| Tarea indicada a |
Extrae de las entradas, sin cambiar nada, todo lo que va desde la línea que contiene "Give every instance of the woman" hasta el final de las entradas, con ambos extremos incluidos.

| Fragmento del texto |
* * * * * * * * *

01 Nov La paradoja original del racionalismo arquitectónico
La paradoja original del racionalismo arquitectónico
Miguel del Rincón
Bloque de viviendas en Berlín
Hay una especie de paradoja que nadie menciona en el nacimiento y los primeros años del racionalismo arquitectónico. Es sabido que nacimiento, lo que se dice nacimiento, nadie sabe situar muy bien una fecha y un lugar, pero se conviene en que aproximadamente hacia el final de la I Guerra Mundial y los años siguientes termina de producirse esa especie de fusión que nadie diseñó entre el Arts & Crafts, las ideas de simplificación mecánica del industrialismo, la Bauhaus y lo que en España llamamos Modernismo y… algunas cosas más. En fin, Gropius y Mies van der Rohe hasta teorizan sobre el propio trabajo, y a ello se unen los rezongos de Frank Lloyd Wright, que la mitad de los arquitectos congresistas (de los congresos de arquitectos, no de los otros) de los siguientes 30 años considerarán de la pandilla, y la otra mitad a veces llegará hasta las manos con tal de que no se le dé ni agua. Qué ganas de pelearse tiene la gente en todas las épocas.
A lo que vamos: entre esas «algunas cosas más» se encuentra desde el mismo principio la voluntad de esos arquitectos, y muy enfáticamente expresada, de hacer lo que toda la cultura europea y gran parte de la no europea estaba haciendo ya desde los años 10 del siglo XX: luchar para que la situación social saliera del estancamiento, y para que el progreso científico e industrial se tradujera en progreso social.

* * * * * * * * *

| Tarea indicada b |
Prolonga el texto sobre la paradoja original del racionalismo arquitectónico a partir del punto en que se detiene.

* * * * * * * * *

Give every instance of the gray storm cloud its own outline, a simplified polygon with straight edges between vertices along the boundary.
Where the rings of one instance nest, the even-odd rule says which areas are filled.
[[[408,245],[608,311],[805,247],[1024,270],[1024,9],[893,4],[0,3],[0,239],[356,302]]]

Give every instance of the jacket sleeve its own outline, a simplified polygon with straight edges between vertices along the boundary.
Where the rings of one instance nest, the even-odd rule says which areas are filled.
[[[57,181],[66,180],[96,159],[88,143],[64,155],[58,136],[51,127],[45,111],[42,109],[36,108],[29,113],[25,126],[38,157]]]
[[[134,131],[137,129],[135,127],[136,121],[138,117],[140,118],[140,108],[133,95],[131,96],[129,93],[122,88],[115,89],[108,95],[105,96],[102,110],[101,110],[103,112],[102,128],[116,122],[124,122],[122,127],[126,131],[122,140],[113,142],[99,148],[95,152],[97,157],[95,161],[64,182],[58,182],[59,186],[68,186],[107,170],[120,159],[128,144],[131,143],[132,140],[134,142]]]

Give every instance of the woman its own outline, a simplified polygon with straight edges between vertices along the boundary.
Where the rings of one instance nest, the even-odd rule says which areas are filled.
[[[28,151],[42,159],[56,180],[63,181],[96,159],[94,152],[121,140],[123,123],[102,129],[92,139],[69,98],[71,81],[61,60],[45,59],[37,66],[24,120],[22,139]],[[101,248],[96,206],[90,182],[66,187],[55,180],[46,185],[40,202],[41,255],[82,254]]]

* * * * * * * * *

| Resultado esperado a |
Give every instance of the woman its own outline, a simplified polygon with straight edges between vertices along the boundary.
Where the rings of one instance nest, the even-odd rule says which areas are filled.
[[[28,151],[42,159],[56,180],[63,181],[96,159],[94,152],[121,140],[123,123],[102,129],[92,139],[69,98],[71,81],[61,60],[45,59],[37,66],[24,120],[22,139]],[[101,248],[96,206],[90,182],[66,187],[55,180],[46,185],[40,202],[41,255],[82,254]]]

| Resultado esperado b |
No es para extrañarse. Las últimas décadas del siglo XIX habían sido en Europa, en general, de una prosperidad no conocida hasta el momento. La situación de los proletariados, con ser de una explotación y un sufrimiento tremendos e inadmisibles para una mirada del siglo XXI, ya no era la de 1830. Tres o cuatro revolucioncitas o conatos de revoluciones a lo largo del siglo, con sus versiones y franquicias en cada país, o sus alternativas como la de los cartistas británicos, habían conseguido algunos progresos impensables sólo a mediados del siglo. Pero de todos modos aún no se habían legislado aspectos como la seguridad social y la atención sanitaria, que dependía casi en su totalidad de las beneficencias, y en la mayoría de los casos los días de libranza y descanso dependían de la arbitrariedad de los empresarios o sus administradores (en las laderas de la izquierda del Nervión les daban libre las mañanas de los domingos para ir a misa, por ejemplo), y eso aparte de lo que algunos considerarían intangibles como la existencia en la calle de al lado de esa nueva cosa llamada «clase media», los empleados urbanos y similares, con viviendas apañaditas en las que ya iba siendo lo normal que tuvieran electricidad y agua corriente, y no tan raro que añadieran un cuarto de baño propio y no del rellano. O sea, que había posibilidades, y en consecuencia aspiraciones, y así brillaban todavía más las carencias vitales y sociales de gran parte de la población.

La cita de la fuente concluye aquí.